» Exercise brief
Reproduce verbatim the final portion of the material below, from the line containing "Expected: for every instance of the gray adirondack" through its last line, and nothing else.

» Provided data
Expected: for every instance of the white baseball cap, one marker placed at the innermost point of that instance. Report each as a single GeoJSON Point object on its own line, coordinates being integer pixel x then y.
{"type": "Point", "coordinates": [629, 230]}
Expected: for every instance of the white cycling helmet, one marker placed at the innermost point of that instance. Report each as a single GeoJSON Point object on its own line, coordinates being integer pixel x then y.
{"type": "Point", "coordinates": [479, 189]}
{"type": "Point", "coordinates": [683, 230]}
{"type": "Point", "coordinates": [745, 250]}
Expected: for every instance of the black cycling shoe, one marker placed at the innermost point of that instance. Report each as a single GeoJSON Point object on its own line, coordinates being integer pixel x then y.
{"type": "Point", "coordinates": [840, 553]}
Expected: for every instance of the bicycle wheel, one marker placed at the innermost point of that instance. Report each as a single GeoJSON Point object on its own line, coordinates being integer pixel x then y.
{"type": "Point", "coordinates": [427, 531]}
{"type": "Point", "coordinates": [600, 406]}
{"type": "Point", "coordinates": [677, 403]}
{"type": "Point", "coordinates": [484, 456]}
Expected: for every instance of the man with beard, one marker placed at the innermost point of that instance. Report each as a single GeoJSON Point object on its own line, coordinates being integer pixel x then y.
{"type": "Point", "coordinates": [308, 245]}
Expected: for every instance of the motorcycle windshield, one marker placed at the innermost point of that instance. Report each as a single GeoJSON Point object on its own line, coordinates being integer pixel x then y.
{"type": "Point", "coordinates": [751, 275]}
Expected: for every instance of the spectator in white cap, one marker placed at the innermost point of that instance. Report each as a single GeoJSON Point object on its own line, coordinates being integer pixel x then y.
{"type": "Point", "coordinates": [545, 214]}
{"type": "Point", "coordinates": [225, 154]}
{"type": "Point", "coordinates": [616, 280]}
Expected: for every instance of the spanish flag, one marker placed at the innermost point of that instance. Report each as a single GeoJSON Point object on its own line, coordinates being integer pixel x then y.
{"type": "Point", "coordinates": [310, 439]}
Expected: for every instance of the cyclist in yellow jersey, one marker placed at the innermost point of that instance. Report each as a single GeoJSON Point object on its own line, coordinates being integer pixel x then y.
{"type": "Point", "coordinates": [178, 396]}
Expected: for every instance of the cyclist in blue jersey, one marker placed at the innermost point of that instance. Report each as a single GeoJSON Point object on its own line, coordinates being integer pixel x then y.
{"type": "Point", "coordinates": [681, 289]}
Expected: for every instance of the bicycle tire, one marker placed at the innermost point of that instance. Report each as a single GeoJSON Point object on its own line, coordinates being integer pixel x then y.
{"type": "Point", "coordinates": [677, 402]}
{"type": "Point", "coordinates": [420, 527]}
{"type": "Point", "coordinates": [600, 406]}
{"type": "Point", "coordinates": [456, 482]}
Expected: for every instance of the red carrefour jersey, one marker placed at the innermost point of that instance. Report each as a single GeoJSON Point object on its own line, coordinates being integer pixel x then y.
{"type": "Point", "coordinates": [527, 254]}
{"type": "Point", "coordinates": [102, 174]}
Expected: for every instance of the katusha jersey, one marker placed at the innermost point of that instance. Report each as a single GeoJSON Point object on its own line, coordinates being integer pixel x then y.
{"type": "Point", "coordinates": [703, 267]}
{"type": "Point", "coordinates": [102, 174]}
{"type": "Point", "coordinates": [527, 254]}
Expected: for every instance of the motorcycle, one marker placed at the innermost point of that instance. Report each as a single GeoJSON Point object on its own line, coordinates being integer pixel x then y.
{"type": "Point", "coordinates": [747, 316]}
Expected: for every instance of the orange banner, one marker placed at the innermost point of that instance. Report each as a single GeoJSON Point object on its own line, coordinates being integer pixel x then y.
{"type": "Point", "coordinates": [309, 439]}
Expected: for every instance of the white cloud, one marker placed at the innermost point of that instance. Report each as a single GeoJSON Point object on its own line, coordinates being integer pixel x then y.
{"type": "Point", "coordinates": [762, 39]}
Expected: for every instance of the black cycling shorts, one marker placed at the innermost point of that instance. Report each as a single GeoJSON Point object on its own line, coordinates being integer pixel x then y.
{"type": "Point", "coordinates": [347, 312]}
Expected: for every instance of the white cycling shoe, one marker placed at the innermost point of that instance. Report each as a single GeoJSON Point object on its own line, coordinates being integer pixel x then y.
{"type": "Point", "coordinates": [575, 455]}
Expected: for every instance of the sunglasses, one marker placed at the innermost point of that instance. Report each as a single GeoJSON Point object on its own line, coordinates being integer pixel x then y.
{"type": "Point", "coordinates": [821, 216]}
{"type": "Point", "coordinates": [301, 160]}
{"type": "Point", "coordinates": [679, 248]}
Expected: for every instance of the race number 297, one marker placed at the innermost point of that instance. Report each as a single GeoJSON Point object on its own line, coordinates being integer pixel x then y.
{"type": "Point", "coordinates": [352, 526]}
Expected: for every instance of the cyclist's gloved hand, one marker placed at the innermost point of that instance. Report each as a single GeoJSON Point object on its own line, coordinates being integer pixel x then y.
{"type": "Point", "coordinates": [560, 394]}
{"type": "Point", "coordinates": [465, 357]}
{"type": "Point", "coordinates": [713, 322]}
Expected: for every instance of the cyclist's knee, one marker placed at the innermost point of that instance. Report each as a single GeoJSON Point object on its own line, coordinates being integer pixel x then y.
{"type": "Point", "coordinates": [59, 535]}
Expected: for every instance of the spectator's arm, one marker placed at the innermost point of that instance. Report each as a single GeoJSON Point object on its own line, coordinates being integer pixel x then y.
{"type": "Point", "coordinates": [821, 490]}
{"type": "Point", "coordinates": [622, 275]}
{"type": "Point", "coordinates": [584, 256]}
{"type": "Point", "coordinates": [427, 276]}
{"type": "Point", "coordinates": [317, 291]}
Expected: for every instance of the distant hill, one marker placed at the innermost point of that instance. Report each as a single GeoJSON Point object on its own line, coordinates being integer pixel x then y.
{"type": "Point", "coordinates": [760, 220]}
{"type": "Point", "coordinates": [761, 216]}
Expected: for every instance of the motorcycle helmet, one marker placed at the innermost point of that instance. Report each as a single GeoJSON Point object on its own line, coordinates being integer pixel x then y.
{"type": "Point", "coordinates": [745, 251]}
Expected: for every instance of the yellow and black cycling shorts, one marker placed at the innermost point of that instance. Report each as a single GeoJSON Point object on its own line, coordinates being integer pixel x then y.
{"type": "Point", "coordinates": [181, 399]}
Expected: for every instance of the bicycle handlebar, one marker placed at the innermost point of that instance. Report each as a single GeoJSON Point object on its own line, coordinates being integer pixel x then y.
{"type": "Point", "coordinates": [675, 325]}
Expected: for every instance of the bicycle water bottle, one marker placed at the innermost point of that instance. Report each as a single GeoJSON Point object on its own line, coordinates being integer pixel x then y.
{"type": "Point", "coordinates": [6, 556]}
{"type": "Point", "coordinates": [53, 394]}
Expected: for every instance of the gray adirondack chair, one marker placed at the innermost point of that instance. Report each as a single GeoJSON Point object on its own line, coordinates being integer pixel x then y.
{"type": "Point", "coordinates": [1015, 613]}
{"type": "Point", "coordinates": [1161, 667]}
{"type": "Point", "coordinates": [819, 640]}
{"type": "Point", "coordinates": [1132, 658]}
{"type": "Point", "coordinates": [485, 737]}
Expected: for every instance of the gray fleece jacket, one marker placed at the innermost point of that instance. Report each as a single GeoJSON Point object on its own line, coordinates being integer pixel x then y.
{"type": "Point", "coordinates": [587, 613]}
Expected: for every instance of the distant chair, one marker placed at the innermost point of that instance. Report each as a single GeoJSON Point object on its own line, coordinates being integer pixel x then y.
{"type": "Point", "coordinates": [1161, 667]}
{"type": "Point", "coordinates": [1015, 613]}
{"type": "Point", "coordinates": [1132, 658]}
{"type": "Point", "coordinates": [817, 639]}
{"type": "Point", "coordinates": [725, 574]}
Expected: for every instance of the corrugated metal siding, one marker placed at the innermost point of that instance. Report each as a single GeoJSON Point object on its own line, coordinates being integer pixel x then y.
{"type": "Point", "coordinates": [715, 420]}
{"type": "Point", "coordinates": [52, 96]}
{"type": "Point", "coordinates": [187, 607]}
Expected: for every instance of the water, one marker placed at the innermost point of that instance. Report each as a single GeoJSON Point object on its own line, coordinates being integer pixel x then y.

» Task output
Expected: for every instance of the gray adirondack chair, one marker placed at the innermost point of that instance. Report each as a single GeoJSON Point object on its own line, coordinates being integer pixel x then y.
{"type": "Point", "coordinates": [1015, 613]}
{"type": "Point", "coordinates": [1161, 667]}
{"type": "Point", "coordinates": [819, 640]}
{"type": "Point", "coordinates": [1132, 658]}
{"type": "Point", "coordinates": [485, 737]}
Expected: for every instance of the gray fleece jacket, one marker placed at the innermost point of that instance. Report each as a single GeoJSON Point object on its own line, coordinates being integer pixel x then y.
{"type": "Point", "coordinates": [587, 613]}
Expected: for every instance of the distant chair, one marker placed at the innermost point of that instance. Report each as a single GeoJSON Point object on its own line, coordinates being integer pixel x then y.
{"type": "Point", "coordinates": [1161, 667]}
{"type": "Point", "coordinates": [1015, 613]}
{"type": "Point", "coordinates": [1132, 658]}
{"type": "Point", "coordinates": [817, 639]}
{"type": "Point", "coordinates": [725, 574]}
Expected: for every instance of the corrugated metal siding, one marker placed at the innermost point of that instance. Report each as a single GeoJSON Point object on its own line, coordinates being integer pixel x then y.
{"type": "Point", "coordinates": [715, 420]}
{"type": "Point", "coordinates": [52, 96]}
{"type": "Point", "coordinates": [187, 607]}
Expected: for every instance of the water, one marker placed at the innermost point of that instance. Report each as a single GeoJSON Point object on its own line, coordinates being integer pixel x then y.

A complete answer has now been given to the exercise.